Challenge
Can you return, unchanged, everything in the data below from the line containing "Can you locate the boy's blue" down through the end, including both of those ends?

Pointing dataset excerpts
____
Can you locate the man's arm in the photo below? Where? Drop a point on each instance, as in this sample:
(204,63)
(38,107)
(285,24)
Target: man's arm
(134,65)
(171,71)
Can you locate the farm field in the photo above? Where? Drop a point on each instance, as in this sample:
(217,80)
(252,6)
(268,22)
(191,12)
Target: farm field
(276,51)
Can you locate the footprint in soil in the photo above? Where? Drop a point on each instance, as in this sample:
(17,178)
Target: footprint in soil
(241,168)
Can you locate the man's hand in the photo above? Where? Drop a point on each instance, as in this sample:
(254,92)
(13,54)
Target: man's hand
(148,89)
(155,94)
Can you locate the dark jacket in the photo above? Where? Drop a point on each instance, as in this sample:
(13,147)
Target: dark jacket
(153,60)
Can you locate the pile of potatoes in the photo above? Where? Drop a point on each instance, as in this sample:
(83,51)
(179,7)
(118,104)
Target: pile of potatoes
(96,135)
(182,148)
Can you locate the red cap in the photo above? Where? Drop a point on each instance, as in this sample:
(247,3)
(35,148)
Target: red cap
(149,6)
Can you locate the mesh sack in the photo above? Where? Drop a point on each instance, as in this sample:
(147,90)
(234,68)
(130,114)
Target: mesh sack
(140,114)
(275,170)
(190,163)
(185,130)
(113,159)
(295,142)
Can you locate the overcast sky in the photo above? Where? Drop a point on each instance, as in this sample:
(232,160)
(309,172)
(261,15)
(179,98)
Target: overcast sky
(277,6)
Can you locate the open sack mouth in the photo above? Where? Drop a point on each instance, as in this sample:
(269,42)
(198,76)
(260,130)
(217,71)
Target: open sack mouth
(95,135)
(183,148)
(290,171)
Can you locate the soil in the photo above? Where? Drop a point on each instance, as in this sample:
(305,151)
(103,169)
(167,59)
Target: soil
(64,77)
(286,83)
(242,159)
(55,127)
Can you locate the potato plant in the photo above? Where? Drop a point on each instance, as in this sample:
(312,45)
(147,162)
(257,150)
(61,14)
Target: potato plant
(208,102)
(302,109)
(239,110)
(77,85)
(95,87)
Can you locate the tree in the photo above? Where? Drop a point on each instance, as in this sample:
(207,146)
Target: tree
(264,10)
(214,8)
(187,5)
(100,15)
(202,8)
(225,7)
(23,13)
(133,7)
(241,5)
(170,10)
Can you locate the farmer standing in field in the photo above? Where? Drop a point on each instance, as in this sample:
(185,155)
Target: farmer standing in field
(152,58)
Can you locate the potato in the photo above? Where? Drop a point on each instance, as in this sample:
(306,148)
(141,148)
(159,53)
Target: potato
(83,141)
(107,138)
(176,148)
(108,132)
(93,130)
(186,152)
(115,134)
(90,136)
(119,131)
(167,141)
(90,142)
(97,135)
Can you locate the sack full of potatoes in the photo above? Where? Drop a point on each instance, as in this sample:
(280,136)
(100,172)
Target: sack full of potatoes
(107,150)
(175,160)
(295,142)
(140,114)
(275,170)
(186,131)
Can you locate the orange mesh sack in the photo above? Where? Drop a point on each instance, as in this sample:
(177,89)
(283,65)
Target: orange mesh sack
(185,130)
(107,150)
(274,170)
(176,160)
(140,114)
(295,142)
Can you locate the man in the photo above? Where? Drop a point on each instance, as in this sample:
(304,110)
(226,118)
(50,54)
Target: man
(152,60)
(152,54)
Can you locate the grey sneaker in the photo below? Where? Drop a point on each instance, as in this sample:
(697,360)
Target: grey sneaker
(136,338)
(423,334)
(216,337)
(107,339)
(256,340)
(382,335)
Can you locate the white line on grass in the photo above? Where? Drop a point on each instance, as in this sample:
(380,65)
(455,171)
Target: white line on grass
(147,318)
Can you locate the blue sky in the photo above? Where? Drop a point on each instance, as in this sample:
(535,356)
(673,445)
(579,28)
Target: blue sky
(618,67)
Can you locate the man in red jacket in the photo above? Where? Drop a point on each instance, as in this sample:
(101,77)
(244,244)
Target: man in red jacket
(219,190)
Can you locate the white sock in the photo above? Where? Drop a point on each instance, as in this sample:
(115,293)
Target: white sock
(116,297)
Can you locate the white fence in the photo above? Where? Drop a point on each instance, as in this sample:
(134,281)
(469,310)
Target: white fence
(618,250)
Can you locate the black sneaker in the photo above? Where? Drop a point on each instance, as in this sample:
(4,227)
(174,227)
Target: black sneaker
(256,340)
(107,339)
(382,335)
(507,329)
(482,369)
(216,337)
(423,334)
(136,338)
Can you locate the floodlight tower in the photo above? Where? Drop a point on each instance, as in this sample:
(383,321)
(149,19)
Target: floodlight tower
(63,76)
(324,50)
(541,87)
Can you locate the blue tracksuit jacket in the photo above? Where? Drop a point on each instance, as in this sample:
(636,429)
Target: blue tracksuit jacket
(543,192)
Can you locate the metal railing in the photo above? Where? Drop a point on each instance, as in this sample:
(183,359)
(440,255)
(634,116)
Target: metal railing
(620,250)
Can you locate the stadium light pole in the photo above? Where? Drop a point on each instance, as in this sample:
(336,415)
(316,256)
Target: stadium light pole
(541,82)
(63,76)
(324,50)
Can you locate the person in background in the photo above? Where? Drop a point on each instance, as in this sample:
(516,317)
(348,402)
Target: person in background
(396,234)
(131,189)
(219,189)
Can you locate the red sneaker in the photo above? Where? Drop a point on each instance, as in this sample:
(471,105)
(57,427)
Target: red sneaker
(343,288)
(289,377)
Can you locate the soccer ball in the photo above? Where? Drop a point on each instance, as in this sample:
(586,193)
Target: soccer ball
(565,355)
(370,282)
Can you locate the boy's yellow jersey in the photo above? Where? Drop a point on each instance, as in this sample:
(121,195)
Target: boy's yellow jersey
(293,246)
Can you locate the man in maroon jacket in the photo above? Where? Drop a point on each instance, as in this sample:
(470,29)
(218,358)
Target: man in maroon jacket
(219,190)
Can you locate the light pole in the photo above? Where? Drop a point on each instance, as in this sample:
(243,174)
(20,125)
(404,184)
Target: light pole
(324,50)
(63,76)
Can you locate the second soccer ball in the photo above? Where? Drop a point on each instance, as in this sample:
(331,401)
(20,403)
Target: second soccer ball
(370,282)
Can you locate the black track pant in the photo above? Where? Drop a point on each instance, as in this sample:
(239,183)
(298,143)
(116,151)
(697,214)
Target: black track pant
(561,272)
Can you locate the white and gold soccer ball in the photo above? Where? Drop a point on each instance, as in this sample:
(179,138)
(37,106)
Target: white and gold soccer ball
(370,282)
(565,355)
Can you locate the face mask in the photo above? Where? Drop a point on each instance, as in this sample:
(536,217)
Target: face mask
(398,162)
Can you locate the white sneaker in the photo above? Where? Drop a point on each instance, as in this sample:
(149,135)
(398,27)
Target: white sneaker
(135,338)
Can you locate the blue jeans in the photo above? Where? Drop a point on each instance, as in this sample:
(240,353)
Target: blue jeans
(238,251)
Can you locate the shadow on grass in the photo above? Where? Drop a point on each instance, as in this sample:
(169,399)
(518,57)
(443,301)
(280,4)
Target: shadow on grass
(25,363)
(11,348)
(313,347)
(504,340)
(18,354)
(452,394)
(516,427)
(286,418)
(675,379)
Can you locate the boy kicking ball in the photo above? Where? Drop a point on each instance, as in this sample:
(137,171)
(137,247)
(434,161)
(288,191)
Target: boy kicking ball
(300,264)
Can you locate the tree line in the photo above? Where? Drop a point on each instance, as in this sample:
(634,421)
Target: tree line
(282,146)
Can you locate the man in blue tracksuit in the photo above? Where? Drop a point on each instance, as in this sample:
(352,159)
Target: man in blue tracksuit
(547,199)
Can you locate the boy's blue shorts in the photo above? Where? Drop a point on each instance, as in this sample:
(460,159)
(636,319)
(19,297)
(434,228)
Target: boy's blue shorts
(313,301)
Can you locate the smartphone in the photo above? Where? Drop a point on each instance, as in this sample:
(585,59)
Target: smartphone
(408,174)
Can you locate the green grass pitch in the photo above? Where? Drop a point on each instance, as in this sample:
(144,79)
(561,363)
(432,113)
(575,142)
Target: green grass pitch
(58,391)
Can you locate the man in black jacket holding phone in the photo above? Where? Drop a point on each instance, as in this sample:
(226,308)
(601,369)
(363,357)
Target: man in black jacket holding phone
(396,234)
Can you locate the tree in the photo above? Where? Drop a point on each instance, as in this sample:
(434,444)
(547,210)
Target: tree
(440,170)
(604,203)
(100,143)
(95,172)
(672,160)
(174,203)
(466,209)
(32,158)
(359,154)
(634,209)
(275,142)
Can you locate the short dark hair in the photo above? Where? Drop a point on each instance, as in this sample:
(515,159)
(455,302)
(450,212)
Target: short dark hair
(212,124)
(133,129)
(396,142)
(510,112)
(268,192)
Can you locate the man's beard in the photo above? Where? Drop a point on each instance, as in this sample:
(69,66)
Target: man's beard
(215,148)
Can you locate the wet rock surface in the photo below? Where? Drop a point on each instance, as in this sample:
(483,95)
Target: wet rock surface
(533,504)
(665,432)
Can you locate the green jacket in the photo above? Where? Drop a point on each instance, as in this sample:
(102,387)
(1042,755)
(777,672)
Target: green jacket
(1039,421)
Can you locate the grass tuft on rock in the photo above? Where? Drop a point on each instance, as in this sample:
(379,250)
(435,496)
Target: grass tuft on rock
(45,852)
____
Exercise result
Can you locate the boy's blue shorts in the photo above? Where? Drop a point on each instance, as in this sample:
(460,159)
(636,319)
(19,297)
(434,228)
Target: boy's blue shorts
(313,301)
Can you locate the smartphone in the photo above? Where? Drop a point on each instance, as in this sample:
(585,59)
Target: smartphone
(408,174)
Can you locate the green grass pitch in the photo above? Where? Drop a point on each instance, as in this sample:
(144,79)
(561,363)
(432,113)
(575,142)
Target: green grass pitch
(58,391)
Can you locate the man in black jacket holding phone in the photo above? Where? Drop a point on each instance, as in this sample:
(226,308)
(601,369)
(363,357)
Target: man in black jacket holding phone
(396,234)
Can you locate the tree in the photo above? Where? Drop a point on each instance, as in this sample:
(434,444)
(547,210)
Target: tree
(440,170)
(604,203)
(100,143)
(95,172)
(672,160)
(174,203)
(466,209)
(32,158)
(359,154)
(634,209)
(275,142)
Can you locate the short dark hair in the photo above? Where? Drop a point on each instance, as in this sample:
(515,159)
(455,302)
(450,212)
Target: short dark hair
(212,124)
(133,129)
(396,142)
(510,112)
(268,192)
Can you locate the man's beard in the photo above? Where? Drop a point on each instance, as in this sample:
(69,66)
Target: man's beard
(215,148)
Can you locate the wet rock surface in the photo below? Where? Drop a point on each instance, as in this sample:
(483,95)
Target: wet rock surface
(533,504)
(665,432)
Can you locate the green jacket in the photo above? Where? Drop a point on each instance, as in this sample:
(102,387)
(1042,755)
(777,672)
Target: green jacket
(1039,421)
Can you locate the grass tuft on rock in the photo above? Where? Drop a point on each instance, as in this sample:
(379,250)
(435,496)
Target: grass tuft on rock
(45,852)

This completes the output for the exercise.